Entries provided:
|---|

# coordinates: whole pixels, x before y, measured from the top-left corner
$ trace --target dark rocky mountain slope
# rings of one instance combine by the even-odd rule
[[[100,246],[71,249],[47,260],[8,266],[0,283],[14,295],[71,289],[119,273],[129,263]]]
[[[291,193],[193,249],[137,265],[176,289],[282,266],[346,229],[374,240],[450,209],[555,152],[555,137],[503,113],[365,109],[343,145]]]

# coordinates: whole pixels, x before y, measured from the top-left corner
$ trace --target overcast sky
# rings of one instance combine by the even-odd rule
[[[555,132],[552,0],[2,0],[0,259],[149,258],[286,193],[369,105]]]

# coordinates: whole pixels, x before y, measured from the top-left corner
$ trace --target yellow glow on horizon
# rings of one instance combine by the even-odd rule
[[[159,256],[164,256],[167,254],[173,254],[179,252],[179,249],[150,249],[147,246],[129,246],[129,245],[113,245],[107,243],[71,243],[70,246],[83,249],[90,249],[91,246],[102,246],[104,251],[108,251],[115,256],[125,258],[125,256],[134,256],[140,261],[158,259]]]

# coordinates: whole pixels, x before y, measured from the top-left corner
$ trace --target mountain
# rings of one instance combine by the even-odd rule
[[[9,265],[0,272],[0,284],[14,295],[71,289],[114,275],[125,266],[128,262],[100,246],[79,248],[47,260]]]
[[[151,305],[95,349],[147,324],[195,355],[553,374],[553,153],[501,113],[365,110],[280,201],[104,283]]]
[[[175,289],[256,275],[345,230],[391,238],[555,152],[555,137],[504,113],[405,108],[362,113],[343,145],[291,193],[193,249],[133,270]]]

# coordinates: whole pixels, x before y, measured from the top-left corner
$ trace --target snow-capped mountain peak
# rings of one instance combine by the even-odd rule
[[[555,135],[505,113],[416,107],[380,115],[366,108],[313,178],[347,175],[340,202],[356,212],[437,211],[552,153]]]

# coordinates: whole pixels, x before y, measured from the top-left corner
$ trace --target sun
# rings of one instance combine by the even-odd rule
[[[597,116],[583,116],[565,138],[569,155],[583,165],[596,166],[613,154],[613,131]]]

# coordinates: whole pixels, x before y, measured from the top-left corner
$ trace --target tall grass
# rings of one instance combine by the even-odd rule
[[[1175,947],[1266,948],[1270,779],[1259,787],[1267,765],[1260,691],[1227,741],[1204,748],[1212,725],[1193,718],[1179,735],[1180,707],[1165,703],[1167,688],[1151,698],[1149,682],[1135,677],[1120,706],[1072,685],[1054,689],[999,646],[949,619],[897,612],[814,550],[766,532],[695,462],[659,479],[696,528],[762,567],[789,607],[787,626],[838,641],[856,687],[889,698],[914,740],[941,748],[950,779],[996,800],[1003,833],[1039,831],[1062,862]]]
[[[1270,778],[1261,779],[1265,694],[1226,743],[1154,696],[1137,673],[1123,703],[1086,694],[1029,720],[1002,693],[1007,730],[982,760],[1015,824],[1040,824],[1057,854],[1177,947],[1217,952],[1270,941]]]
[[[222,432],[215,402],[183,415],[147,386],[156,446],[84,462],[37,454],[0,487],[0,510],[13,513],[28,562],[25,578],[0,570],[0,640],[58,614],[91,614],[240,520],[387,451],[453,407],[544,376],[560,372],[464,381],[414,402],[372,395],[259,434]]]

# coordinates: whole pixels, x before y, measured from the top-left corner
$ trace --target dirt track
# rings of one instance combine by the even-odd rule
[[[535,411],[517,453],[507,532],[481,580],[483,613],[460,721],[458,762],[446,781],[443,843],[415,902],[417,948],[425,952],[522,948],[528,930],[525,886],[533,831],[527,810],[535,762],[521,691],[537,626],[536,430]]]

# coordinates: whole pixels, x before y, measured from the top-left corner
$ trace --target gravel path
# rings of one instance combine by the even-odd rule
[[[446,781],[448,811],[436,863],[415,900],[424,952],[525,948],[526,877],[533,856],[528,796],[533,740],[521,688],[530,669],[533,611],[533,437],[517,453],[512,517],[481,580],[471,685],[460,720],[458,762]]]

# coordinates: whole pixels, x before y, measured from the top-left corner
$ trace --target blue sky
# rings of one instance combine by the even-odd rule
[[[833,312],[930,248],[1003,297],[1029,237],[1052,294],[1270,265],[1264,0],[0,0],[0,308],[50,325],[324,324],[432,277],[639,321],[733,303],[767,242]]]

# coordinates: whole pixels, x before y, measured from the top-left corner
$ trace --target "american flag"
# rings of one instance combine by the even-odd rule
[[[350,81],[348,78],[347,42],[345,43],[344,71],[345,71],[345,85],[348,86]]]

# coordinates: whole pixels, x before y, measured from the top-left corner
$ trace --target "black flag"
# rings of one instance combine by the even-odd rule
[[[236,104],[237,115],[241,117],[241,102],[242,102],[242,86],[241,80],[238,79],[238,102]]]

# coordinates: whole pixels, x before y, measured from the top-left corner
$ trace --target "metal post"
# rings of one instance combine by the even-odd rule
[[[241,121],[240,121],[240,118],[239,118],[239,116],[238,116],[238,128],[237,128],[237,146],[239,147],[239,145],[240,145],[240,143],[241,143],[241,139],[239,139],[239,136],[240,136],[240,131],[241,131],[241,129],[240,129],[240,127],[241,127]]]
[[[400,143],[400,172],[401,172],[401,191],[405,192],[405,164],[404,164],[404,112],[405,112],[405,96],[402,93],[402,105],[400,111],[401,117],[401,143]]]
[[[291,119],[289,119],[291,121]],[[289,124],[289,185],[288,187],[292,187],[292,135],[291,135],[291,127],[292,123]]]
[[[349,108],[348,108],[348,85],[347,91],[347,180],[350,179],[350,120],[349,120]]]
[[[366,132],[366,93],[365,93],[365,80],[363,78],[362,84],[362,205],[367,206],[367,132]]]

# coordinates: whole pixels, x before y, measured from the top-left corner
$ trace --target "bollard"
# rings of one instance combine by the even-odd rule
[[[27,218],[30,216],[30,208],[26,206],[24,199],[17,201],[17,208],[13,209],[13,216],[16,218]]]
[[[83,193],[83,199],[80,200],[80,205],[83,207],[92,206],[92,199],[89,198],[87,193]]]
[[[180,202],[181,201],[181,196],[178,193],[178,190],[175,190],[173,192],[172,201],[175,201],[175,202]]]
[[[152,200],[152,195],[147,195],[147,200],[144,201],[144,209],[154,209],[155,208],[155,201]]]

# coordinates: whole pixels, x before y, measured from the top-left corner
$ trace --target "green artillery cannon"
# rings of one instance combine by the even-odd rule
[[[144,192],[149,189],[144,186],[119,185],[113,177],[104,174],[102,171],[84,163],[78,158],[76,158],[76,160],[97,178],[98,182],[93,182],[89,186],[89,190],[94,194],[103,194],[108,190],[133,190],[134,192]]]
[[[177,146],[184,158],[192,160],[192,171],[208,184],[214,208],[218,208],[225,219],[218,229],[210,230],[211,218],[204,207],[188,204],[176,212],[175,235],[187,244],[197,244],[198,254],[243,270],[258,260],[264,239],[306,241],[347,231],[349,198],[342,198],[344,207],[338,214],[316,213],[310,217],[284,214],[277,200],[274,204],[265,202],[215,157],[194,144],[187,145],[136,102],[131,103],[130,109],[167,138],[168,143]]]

|---|

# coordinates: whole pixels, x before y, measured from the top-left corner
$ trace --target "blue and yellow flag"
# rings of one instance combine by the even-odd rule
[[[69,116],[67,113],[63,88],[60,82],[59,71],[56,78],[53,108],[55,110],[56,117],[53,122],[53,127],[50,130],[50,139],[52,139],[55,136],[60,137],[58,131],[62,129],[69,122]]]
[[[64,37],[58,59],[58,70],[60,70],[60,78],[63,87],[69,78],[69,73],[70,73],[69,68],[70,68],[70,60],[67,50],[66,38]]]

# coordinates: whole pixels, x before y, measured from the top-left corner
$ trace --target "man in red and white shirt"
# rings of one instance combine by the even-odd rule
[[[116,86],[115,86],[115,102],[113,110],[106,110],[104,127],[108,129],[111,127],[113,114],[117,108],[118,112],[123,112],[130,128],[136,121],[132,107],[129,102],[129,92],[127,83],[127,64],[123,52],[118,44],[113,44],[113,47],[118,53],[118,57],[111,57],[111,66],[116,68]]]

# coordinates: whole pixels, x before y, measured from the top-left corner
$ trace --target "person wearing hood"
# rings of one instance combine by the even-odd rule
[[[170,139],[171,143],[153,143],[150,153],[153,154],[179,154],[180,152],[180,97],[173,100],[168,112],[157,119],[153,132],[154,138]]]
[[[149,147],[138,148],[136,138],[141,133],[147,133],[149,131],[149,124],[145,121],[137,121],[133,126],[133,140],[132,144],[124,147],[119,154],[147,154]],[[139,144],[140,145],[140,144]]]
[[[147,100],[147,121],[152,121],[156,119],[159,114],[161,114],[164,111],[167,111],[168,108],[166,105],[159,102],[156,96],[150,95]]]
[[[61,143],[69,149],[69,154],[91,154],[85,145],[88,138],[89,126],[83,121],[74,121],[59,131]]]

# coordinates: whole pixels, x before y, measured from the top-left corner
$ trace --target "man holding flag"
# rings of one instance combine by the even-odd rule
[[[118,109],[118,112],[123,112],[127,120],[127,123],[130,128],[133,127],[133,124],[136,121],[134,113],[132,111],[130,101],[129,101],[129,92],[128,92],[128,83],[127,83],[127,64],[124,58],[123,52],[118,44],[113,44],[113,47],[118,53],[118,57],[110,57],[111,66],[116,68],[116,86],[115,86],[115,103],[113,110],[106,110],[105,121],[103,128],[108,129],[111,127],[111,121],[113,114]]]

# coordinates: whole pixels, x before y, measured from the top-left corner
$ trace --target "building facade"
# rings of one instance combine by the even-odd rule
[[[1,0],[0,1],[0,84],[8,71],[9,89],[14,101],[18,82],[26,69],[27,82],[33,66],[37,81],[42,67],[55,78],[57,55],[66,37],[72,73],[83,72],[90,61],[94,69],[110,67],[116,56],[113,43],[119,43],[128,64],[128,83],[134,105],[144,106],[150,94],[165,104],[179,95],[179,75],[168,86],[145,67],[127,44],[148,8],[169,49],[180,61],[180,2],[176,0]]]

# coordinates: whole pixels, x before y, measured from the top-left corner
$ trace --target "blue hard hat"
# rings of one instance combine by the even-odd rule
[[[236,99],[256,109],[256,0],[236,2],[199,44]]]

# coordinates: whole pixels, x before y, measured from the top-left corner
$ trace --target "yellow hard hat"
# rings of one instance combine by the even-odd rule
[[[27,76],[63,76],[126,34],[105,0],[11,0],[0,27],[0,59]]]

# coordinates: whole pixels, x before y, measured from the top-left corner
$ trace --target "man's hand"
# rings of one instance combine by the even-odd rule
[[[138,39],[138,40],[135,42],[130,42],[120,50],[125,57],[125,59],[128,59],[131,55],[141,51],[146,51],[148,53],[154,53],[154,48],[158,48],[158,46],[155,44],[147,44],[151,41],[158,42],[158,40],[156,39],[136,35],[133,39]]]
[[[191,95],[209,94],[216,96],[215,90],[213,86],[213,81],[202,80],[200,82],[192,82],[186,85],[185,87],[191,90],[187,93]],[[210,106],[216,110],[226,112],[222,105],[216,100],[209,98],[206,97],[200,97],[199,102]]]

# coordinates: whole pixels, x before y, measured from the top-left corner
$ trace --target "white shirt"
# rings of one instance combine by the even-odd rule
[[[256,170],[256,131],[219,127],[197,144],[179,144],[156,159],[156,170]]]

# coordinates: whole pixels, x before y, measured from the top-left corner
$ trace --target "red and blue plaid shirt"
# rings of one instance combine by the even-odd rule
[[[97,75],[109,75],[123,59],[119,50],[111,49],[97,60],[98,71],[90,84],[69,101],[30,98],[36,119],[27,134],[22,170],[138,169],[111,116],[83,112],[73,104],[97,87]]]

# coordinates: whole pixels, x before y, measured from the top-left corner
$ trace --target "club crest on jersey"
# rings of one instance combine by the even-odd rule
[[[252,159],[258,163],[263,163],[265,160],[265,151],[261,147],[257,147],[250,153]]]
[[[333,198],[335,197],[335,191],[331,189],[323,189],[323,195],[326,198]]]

|---|

Given exercise:
Find each line of the material that contains the word "mountain" and copy it, counting only matches whose uppercase and lowercase letters are identical.

The response:
$ trace --target dark rocky mountain slope
$ trace --target mountain
$ trace --target snow-capped mountain peak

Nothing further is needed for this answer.